─── TEXT ───

Indonesia's House of Representatives Dropped an Anti-Sexual Violence Bill

The proposed law, a deputy commissioner said, was "too difficult to discuss."
translated by Annisa Nurul Aziza
Jakarta, ID
indo house of reps afp
The interior of Indonesia's House of Representatives. (Romeo Gacad/AFP)

The Legislative Board of the Indonesian House of Representatives on Thursday officially withdrew from consideration an anti-sexual violence bill, ostensibly to better focus on the country’s COVID-19 recovery strategy, though the bill had run afoul of conservatives in the House for its alleged “liberal perspective.”

Prior to the bill’s official withdrawal on Thursday, signals that the law would be dropped had drawn criticism from women’s rights activists who accused House members of failing to stand up for victims of sexual assault. Lawmakers, however, insisted the pandemic took precedence, and have prioritized other bills aimed at boosting Indonesia’s economy.


However, other factors certainly influenced the decision, including the fact that several factions representing conservative groups and religious parties had rejected the anti-sexual violence bill on the basis that it would acknowledge the existence of marital rape.

“The title, definition of sexual assault, and punishment of this bill are still debated, especially regarding the support for victims’ recovery," Marwan Dasopang, the male deputy chair of the House’s commission on religious, social, and women’s affairs, was quoted as saying in a Tirto report.

But women’s advocates were quick to criticize the bill’s withdrawal.

“How many women would have to be victims before the House members realize that sexual violence is serious crime? If the government ignores this issue, it means they have committed human rights violations. It means they don’t stand with the victims,” said Uli Pangaribuan, of the Legal Aid Foundation of the Indonesian Women’s Association for Justice (LBH APIK), in an interview with VICE News.

On Tuesday, The Legislative Board ordered the religious, social, and women’s affairs commission to exclude the anti-sexual violence bill from the roster of 2020’s legislation priorities, with Deputy Chairman Dasopang saying the bill was “too difficult to discuss.”

“And I think the wellbeing of the elderly is more important now. Since the disaster management bill is already underway, we can start working on the elderly welfare bill,” Dasopang told Kompas during a meeting with the Legislative Board on Tuesday.

─── STORED DATA ───

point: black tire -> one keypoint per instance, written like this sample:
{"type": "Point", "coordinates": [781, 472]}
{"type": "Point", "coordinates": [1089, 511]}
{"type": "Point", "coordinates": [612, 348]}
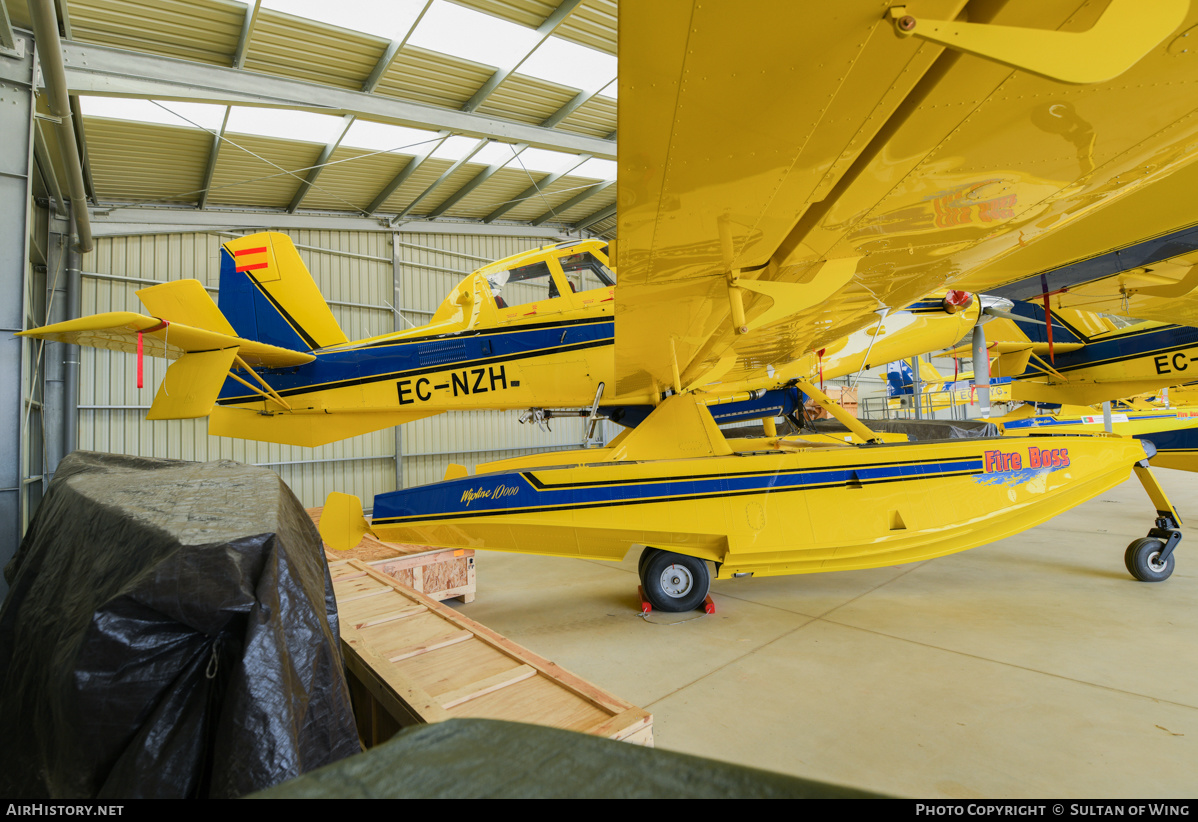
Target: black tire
{"type": "Point", "coordinates": [675, 581]}
{"type": "Point", "coordinates": [1143, 561]}
{"type": "Point", "coordinates": [646, 555]}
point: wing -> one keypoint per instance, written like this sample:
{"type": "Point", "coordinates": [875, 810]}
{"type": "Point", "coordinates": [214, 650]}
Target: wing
{"type": "Point", "coordinates": [787, 169]}
{"type": "Point", "coordinates": [119, 331]}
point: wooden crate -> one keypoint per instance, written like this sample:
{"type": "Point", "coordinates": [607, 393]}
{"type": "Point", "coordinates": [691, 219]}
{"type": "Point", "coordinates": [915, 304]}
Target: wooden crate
{"type": "Point", "coordinates": [413, 660]}
{"type": "Point", "coordinates": [440, 573]}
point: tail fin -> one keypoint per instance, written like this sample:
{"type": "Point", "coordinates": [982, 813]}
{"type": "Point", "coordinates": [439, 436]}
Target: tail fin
{"type": "Point", "coordinates": [267, 295]}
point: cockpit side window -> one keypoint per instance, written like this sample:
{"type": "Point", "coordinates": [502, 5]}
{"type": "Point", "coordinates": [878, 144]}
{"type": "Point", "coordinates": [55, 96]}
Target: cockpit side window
{"type": "Point", "coordinates": [585, 270]}
{"type": "Point", "coordinates": [521, 285]}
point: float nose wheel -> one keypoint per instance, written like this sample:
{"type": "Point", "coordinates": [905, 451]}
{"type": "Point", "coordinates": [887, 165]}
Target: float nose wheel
{"type": "Point", "coordinates": [1150, 558]}
{"type": "Point", "coordinates": [673, 581]}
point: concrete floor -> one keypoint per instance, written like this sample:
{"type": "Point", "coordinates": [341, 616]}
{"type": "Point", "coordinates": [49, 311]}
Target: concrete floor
{"type": "Point", "coordinates": [1035, 666]}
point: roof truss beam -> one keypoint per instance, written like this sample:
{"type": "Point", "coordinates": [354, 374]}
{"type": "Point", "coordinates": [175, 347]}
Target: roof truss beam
{"type": "Point", "coordinates": [247, 31]}
{"type": "Point", "coordinates": [102, 71]}
{"type": "Point", "coordinates": [404, 174]}
{"type": "Point", "coordinates": [318, 167]}
{"type": "Point", "coordinates": [213, 153]}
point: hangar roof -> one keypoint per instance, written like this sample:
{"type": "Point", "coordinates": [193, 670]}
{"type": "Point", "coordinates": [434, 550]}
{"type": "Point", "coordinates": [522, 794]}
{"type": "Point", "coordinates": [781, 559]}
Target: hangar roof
{"type": "Point", "coordinates": [476, 110]}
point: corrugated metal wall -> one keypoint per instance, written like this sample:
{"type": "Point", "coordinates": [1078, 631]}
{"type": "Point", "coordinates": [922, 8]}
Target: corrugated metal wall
{"type": "Point", "coordinates": [358, 282]}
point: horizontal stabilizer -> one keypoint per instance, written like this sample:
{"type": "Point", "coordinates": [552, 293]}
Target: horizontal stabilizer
{"type": "Point", "coordinates": [342, 523]}
{"type": "Point", "coordinates": [1039, 349]}
{"type": "Point", "coordinates": [186, 302]}
{"type": "Point", "coordinates": [118, 331]}
{"type": "Point", "coordinates": [192, 385]}
{"type": "Point", "coordinates": [303, 429]}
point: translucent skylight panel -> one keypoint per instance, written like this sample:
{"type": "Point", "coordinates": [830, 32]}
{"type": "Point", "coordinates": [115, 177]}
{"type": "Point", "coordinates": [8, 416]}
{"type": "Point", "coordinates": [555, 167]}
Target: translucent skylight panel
{"type": "Point", "coordinates": [285, 124]}
{"type": "Point", "coordinates": [472, 35]}
{"type": "Point", "coordinates": [382, 137]}
{"type": "Point", "coordinates": [494, 153]}
{"type": "Point", "coordinates": [569, 64]}
{"type": "Point", "coordinates": [540, 159]}
{"type": "Point", "coordinates": [596, 169]}
{"type": "Point", "coordinates": [455, 147]}
{"type": "Point", "coordinates": [203, 115]}
{"type": "Point", "coordinates": [382, 18]}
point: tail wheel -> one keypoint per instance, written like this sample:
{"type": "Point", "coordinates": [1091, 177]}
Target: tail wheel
{"type": "Point", "coordinates": [675, 581]}
{"type": "Point", "coordinates": [1143, 560]}
{"type": "Point", "coordinates": [646, 555]}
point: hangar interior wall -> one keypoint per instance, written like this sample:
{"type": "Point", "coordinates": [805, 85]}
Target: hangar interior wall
{"type": "Point", "coordinates": [362, 274]}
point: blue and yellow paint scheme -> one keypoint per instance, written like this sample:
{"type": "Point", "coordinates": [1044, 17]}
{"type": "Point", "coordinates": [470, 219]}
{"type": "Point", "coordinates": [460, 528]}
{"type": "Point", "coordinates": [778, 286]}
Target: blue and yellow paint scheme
{"type": "Point", "coordinates": [1091, 357]}
{"type": "Point", "coordinates": [788, 174]}
{"type": "Point", "coordinates": [1173, 431]}
{"type": "Point", "coordinates": [761, 506]}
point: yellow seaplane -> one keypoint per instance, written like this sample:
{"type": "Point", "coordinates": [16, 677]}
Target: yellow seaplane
{"type": "Point", "coordinates": [788, 175]}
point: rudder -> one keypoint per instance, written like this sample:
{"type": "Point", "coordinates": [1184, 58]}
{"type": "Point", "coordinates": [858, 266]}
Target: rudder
{"type": "Point", "coordinates": [268, 296]}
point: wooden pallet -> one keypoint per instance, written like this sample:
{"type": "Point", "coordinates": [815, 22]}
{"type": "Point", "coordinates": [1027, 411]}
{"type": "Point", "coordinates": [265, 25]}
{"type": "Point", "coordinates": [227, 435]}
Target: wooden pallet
{"type": "Point", "coordinates": [413, 660]}
{"type": "Point", "coordinates": [441, 573]}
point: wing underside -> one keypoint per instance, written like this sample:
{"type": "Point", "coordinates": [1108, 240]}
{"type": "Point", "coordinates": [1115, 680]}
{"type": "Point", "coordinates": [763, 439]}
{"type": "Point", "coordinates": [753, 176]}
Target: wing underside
{"type": "Point", "coordinates": [812, 164]}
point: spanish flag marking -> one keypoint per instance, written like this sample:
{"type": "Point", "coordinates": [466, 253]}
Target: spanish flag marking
{"type": "Point", "coordinates": [248, 265]}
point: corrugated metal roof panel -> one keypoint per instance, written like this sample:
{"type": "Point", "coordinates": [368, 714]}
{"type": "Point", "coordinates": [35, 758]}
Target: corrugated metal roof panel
{"type": "Point", "coordinates": [310, 50]}
{"type": "Point", "coordinates": [588, 206]}
{"type": "Point", "coordinates": [503, 185]}
{"type": "Point", "coordinates": [604, 228]}
{"type": "Point", "coordinates": [200, 30]}
{"type": "Point", "coordinates": [430, 77]}
{"type": "Point", "coordinates": [593, 23]}
{"type": "Point", "coordinates": [421, 179]}
{"type": "Point", "coordinates": [525, 12]}
{"type": "Point", "coordinates": [526, 98]}
{"type": "Point", "coordinates": [452, 183]}
{"type": "Point", "coordinates": [132, 161]}
{"type": "Point", "coordinates": [597, 118]}
{"type": "Point", "coordinates": [549, 197]}
{"type": "Point", "coordinates": [356, 175]}
{"type": "Point", "coordinates": [242, 179]}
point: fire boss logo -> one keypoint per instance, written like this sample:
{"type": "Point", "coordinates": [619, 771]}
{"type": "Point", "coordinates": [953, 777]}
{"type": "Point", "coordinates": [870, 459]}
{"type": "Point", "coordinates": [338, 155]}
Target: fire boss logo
{"type": "Point", "coordinates": [997, 461]}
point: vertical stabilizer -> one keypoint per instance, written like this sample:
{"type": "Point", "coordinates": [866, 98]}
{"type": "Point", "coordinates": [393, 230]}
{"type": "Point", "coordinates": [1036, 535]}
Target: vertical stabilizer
{"type": "Point", "coordinates": [268, 296]}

───

**TASK SET**.
(1) Rewrite the part of the article on Indonesia's anti-sexual violence bill starting at "Prior to the" and ending at "boosting Indonesia’s economy.", with "Lawmakers" changed to "Legislators".
(2) Extend the article on Indonesia's anti-sexual violence bill by continuing it from its last sentence.
The data is separate material, unrelated to the article.

**TASK ANSWERS**.
(1)
Prior to the bill’s official withdrawal on Thursday, signals that the law would be dropped had drawn criticism from women’s rights activists who accused House members of failing to stand up for victims of sexual assault. Legislators, however, insisted the pandemic took precedence, and have prioritized other bills aimed at boosting Indonesia’s economy.

(2)
Board Chairman Supratman Adi Agtas proposed the plan in order to reduce the workload of the National Legislation Program (Prolegnas), which is expected to conclude by October. The decision, however, came after the Indonesian minister for women's empowerment and child protection reported a surge in domestic violence and child abuse cases amid the pandemic in April.

“We have not had enough time to discuss these bills because of COVID-19, so I think it’s better for us to withdraw some of them from our Prolegnas list. We can re-add it in the next program,” said Agtas, according to Detik.

It was unclear, however, why the lawmakers decided to finally pull the plug on the bill, which was introduced in 2016.

The anti-sexual violence bill would have addressed an urgent issue in Indonesia, where one in three women has been sexually or physically assaulted. VICE News also exposed in 2018 that Indonesian educational institutions have been plagued by what some characterize as a persistent rape culture.

VICE’s #NamaBaikKampus project, in conjunction with with Tirto and the Jakarta Post, compiled the stories of 174 sexual assault survivors from 79 different universities across Indonesia.

Meanwhile, data from the National Commission on Violence Against Women shows there were more than 431,000 cases of violence against women in 2019 alone—up 6 percent from the previous year. Even so, however, such cases are believed to be underreported.

The withdrawal of the bill will only make it harder for the survivors to report assaults they’ve experienced because there is no law protecting them.

“The bill is ‘too difficult to discuss’ because they lack political will to ensure justice for the victims,” Siti Aminah Tardi, head of the National Commission on Violence Against Women, told Tempo.